THE EXERCISE
Return all of the data below verbatim, line for line, with nothing added, dropped, or changed.

INPUT RECORDS
>> start

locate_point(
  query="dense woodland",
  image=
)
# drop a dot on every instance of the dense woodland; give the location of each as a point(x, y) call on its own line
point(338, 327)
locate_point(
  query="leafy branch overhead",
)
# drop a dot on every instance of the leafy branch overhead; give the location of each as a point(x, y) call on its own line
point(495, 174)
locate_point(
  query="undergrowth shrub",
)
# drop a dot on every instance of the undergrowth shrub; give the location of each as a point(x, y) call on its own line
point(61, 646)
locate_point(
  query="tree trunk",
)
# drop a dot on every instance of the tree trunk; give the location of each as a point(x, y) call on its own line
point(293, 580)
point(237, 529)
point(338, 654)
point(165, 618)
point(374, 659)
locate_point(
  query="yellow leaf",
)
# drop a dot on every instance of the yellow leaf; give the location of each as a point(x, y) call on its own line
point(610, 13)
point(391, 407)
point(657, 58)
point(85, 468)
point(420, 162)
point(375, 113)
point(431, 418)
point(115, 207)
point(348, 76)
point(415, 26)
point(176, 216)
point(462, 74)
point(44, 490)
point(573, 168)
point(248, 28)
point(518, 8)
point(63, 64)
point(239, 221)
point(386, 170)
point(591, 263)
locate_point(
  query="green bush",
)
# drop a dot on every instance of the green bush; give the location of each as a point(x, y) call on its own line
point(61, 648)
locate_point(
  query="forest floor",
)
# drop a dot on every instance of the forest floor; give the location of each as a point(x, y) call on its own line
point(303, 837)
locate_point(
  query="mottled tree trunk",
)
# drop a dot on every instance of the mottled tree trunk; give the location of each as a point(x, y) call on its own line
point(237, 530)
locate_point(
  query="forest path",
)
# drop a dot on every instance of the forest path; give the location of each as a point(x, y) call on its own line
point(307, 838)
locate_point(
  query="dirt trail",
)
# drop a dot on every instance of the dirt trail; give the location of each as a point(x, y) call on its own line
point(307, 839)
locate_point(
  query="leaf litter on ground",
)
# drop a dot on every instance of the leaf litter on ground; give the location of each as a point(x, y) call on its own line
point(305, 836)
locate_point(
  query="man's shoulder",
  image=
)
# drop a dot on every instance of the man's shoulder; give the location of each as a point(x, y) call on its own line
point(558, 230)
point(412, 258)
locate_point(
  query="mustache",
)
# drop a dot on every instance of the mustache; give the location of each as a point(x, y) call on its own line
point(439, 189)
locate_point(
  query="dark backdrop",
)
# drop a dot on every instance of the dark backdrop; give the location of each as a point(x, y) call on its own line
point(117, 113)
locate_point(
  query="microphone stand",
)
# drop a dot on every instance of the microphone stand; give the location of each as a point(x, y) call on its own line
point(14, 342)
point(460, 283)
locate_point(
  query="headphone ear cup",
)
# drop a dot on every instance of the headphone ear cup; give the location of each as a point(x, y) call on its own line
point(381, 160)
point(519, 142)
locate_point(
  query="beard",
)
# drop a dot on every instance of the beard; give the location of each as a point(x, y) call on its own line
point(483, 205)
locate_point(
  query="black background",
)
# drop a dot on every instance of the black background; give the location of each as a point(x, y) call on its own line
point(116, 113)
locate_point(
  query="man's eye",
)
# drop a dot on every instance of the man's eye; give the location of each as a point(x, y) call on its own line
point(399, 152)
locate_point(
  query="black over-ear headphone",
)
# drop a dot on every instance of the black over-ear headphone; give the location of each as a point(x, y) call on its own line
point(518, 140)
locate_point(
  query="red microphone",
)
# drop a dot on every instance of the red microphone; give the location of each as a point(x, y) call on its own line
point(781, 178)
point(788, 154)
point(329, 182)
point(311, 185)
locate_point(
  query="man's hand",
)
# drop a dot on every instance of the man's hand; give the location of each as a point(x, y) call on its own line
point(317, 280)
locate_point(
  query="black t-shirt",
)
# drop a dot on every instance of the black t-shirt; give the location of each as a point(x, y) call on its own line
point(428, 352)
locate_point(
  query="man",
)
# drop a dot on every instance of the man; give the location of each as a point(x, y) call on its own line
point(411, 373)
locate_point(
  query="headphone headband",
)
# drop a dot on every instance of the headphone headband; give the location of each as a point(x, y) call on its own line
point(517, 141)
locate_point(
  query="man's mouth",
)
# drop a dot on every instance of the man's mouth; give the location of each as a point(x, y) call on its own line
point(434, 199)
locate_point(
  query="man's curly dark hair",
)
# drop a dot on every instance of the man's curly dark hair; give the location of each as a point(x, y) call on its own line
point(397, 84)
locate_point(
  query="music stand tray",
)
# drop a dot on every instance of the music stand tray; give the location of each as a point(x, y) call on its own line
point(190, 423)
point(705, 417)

>> end

EXPECTED OUTPUT
locate_point(
  query="dense woodland",
  image=
)
# drop a dot on every instance of the dense woodland; give the location of each as a point(x, y) call on its own line
point(338, 327)
locate_point(
  query="leafy branch overhead",
)
# drop a dot on every instance of the leafy branch overhead; give the location of each as a point(x, y) call on its own line
point(495, 174)
locate_point(
  query="undergrowth shrub",
)
# drop a dot on every instance of the undergrowth shrub; give the location of each as a point(x, y) call on its own line
point(61, 646)
locate_point(
  query="tree trunk",
)
# drop a dot on every instance of the tree trunk; give the location of each as a point(x, y) call on its own line
point(293, 580)
point(237, 529)
point(338, 654)
point(165, 618)
point(374, 659)
locate_point(
  query="yellow leaf",
)
# drop a dot on every instance of the yellow leaf; give the location of each as a point(x, y) call on its own line
point(610, 13)
point(391, 407)
point(657, 58)
point(85, 468)
point(420, 162)
point(375, 113)
point(431, 418)
point(115, 207)
point(348, 76)
point(415, 26)
point(176, 216)
point(462, 74)
point(44, 490)
point(573, 168)
point(248, 28)
point(518, 8)
point(63, 64)
point(239, 221)
point(386, 170)
point(591, 263)
locate_point(
  query="green bush",
)
# drop a dot on every instance of the green bush; give the location of each as a point(x, y) call on its own line
point(61, 648)
locate_point(
  query="forest floor",
)
# drop a dot on every instance of the forest floor; give the location of each as a point(x, y) call on its own line
point(303, 837)
locate_point(
  query="mottled tree trunk",
)
# drop a dot on every instance of the mottled tree trunk; give the location of each as a point(x, y) call on its own line
point(237, 530)
locate_point(
  query="forest path",
)
# drop a dot on every instance of the forest path; give the location of each as a point(x, y) call on its own line
point(307, 838)
locate_point(
  query="dirt trail",
)
# drop a dot on every instance of the dirt trail; give the location of each as a point(x, y) call on its own line
point(307, 839)
locate_point(
  query="leaf litter on ground",
)
# drop a dot on every instance of the leaf litter on ground; give the location of each as a point(x, y) call on its own line
point(305, 836)
locate_point(
  query="man's shoulder",
  image=
)
# drop a dot on every instance of the man's shoulder; give the location of each as a point(x, y) call on its own line
point(558, 230)
point(412, 258)
locate_point(
  query="mustache",
)
# drop a dot on every instance of the mustache; give the location of each as a point(x, y) call on its own line
point(439, 189)
locate_point(
  query="dark backdrop",
)
# drop a dot on every instance of the dark backdrop; give the location of each as a point(x, y) call on its own line
point(117, 113)
locate_point(
  query="microphone stand",
)
# drop a dot on every instance of the microphone stand; give the location of each as a point(x, y) call on its own line
point(14, 342)
point(460, 283)
locate_point(
  query="headphone ear cup",
)
# drop a dot on every instance of the headphone ear cup; give the location of each as a point(x, y) call on its own line
point(381, 160)
point(519, 142)
locate_point(
  query="beard",
)
# drop a dot on every instance of the beard; give the location of each as a point(x, y) call on its own line
point(483, 205)
locate_point(
  query="black background",
)
# drop a dot on every instance of the black background; give the location of each as a point(x, y) call on its own line
point(116, 113)
locate_point(
  query="man's eye",
)
# drop a dot on every instance of the man's eye; give the location of each as a point(x, y) call on its own line
point(399, 152)
locate_point(
  query="black over-ear headphone",
)
# drop a dot on every instance of the black over-ear headphone; give the location of each as a point(x, y) call on its own line
point(518, 140)
locate_point(
  query="red microphone",
)
# drop a dot on every instance of the red microphone; give the location of each as a point(x, y) call on its own line
point(781, 178)
point(788, 154)
point(329, 182)
point(311, 185)
locate_point(
  query="man's hand",
)
# drop a dot on every instance of the man's hand; give the location of each as a point(x, y) call on its own line
point(317, 280)
locate_point(
  query="black t-shirt",
)
# drop a dot on every instance of the black t-shirt; give the location of each as a point(x, y) call on its own line
point(428, 352)
locate_point(
  query="man",
)
# drop a dot on every instance of the man; give the location of each as a point(x, y) call on its own line
point(411, 373)
locate_point(
  query="headphone headband",
)
# drop a dot on every instance of the headphone headband; give the location of each as a point(x, y) call on its own line
point(517, 141)
locate_point(
  query="man's mouth",
)
# drop a dot on every instance of the man's mouth; give the location of each as a point(x, y) call on its own line
point(434, 199)
locate_point(
  query="man's curly dark hair",
)
# drop a dot on every instance of the man's curly dark hair; give the location of each as a point(x, y) call on its own line
point(397, 84)
locate_point(
  query="music stand tray",
)
# drop a dot on every instance of the music stand tray; give the location of each as a point(x, y) call on its own line
point(190, 423)
point(705, 417)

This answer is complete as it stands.